> _Page extract_:
╔══

Power

Texas Supreme Court Curbs Minors’ Access to Abortion Care

New rules issued by the Texas Supreme Court are designed to make it impossible for minors to access an abortion, advocates claim.

Texas Gov. Greg Abbott Gov Greg Abbott / YouTube

Minors needing an abortion in Texas without parental consent have a new web of rules to navigate in 2016.

The Texas Supreme Court issued the rules in late December to implement HB 3994, the state’s newly passed judicial bypass law that governs the process for abused and neglected minors to obtain court approval to consent to an abortion.

The rules took effect January 1, imposing extensive restrictions for those minors seeking a judicial bypass for an abortion. Advocates claim such restrictions are unconstitutional.

“Judicial bypass protects vulnerable pregnant teens who cannot find or safely turn to a parent,” Tina Hester, executive director of Jane’s Due Process, a nonprofit advocacy organization serving minors in need of reproductive health care, said in a statement following the release of the rules. “But the legislature and Governor Abbott decided to go after abused and neglected pregnant teens by amending this law.”

One of the most significant changes made to the judicial bypass process by HB 3994 is to remove the enforcement deadlines for the judge to rule on a minor’s request for an abortion. Advocates claim this provision effectively allows a judge to stall out a minor until they can no longer obtain a legal abortion.

“When a minor cannot even get a hearing or a court ruling in time, the state is then making her decision for her,” Susan Hays, legal counsel and a founding mother of Jane’s Due Process, said in a statement. “Such abuse of state power amounts to an ‘absolute veto’ of her decision and is under U.S. Supreme Court precedent unconstitutional.”

╚══

> _Input data_:

╔══

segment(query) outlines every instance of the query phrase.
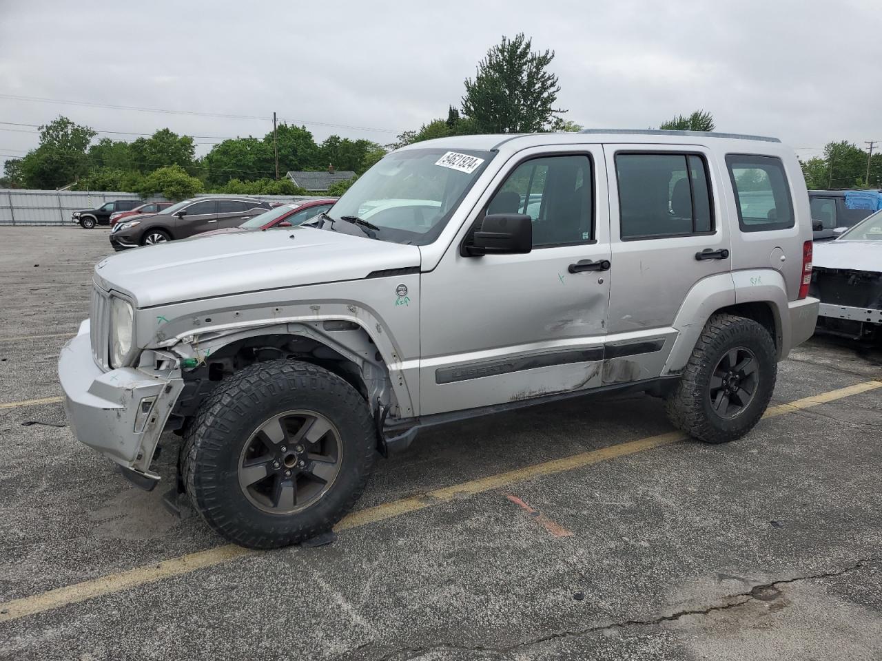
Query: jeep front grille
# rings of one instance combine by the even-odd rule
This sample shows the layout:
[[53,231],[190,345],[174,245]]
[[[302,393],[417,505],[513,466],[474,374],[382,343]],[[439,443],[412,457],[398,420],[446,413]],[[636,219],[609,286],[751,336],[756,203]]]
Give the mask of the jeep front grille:
[[110,345],[110,294],[95,286],[92,287],[89,305],[89,338],[95,364],[106,372]]

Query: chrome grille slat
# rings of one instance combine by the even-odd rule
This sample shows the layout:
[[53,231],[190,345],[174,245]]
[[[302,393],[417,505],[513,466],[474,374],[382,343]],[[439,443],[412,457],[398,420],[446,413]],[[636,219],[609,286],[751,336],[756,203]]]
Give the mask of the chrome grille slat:
[[95,364],[107,371],[108,352],[110,344],[109,294],[92,288],[92,301],[89,309],[89,338],[92,342],[92,355]]

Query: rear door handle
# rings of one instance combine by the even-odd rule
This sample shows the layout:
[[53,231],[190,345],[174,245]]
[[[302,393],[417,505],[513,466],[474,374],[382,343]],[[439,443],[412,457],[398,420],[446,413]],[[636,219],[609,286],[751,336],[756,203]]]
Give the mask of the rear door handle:
[[695,258],[699,262],[704,262],[706,259],[727,259],[729,257],[729,250],[725,248],[721,250],[713,250],[710,248],[706,248],[701,252],[695,253]]
[[570,264],[568,271],[571,273],[581,273],[583,271],[609,271],[609,260],[598,259],[592,262],[590,259],[580,259],[576,264]]

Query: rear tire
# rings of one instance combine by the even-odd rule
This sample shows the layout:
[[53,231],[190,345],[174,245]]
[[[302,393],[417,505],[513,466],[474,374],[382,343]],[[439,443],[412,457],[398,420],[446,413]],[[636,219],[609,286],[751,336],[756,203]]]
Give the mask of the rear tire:
[[740,438],[766,412],[777,370],[768,330],[752,319],[714,315],[668,397],[668,418],[675,427],[708,443]]
[[194,508],[231,542],[295,544],[330,531],[376,455],[370,411],[349,383],[295,360],[245,368],[199,407],[182,449]]
[[169,241],[171,241],[171,237],[168,235],[168,232],[164,232],[161,229],[148,229],[144,233],[144,236],[141,237],[141,245],[153,246],[157,243],[165,243]]

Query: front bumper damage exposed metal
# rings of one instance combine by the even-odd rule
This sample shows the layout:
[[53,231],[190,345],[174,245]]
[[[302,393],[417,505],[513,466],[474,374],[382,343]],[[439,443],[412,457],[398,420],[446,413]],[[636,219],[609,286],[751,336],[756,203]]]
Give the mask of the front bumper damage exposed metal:
[[61,351],[58,377],[77,440],[117,464],[136,486],[152,489],[160,477],[150,472],[150,463],[183,389],[180,369],[101,370],[93,359],[86,321]]

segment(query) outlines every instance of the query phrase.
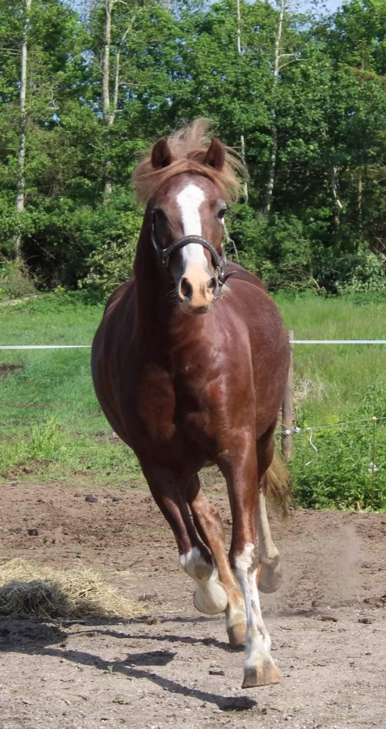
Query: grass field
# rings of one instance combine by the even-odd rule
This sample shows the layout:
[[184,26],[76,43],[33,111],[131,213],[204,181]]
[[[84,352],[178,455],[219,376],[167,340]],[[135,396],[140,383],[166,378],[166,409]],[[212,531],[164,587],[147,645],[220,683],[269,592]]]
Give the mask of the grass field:
[[[277,302],[296,338],[386,338],[386,302],[280,295]],[[0,343],[88,344],[102,313],[102,305],[88,305],[76,295],[45,295],[0,307]],[[101,413],[89,358],[88,349],[0,351],[0,365],[21,365],[0,381],[0,474],[66,485],[124,485],[141,479],[135,457],[112,437]],[[314,427],[386,416],[385,364],[386,346],[296,346],[297,424]],[[316,430],[317,454],[309,432],[296,436],[292,469],[300,501],[316,507],[368,506],[372,488],[374,505],[385,508],[385,422],[375,429],[379,470],[374,481],[368,471],[371,422]]]

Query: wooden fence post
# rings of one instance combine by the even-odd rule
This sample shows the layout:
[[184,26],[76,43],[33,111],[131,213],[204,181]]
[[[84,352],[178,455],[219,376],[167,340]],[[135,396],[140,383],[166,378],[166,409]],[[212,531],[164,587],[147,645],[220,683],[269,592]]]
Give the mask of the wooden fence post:
[[288,331],[290,340],[290,370],[282,405],[282,455],[285,463],[292,458],[292,439],[293,423],[293,331]]

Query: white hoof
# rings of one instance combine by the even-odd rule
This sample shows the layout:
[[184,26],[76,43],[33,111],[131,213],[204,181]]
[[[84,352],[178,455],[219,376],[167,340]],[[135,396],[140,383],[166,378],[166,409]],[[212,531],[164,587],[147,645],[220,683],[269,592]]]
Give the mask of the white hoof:
[[228,596],[220,582],[208,580],[205,586],[198,585],[193,595],[193,604],[199,612],[206,615],[217,615],[224,612],[228,605]]

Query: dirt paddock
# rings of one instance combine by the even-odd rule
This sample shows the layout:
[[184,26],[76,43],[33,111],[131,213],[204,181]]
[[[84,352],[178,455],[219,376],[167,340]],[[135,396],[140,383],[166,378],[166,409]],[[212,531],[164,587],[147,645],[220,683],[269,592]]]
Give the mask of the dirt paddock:
[[[132,620],[0,618],[0,729],[386,727],[386,515],[273,519],[285,579],[262,596],[278,686],[242,690],[222,616],[194,609],[146,491],[1,486],[0,558],[96,567]],[[209,491],[230,534],[225,487]],[[29,534],[28,534],[29,530]]]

╚══

> _Work to complete_:
1. Answer these questions from the judicial bypass article:
(a) On what date did the new rules take effect?
(b) What position does Tina Hester hold at Jane's Due Process?
(c) Which law were the Texas Supreme Court's rules issued to implement?
2. Please duplicate a passage of the judicial bypass article word for word, beginning at the words "One of the most" and stopping after "a legal abortion.".
The rows have nothing to do with what comes next.

> _Solutions to the problems_:
1.
(a) January 1
(b) Executive director
(c) HB 3994

2.
One of the most significant changes made to the judicial bypass process by HB 3994 is to remove the enforcement deadlines for the judge to rule on a minor’s request for an abortion. Advocates claim this provision effectively allows a judge to stall out a minor until they can no longer obtain a legal abortion.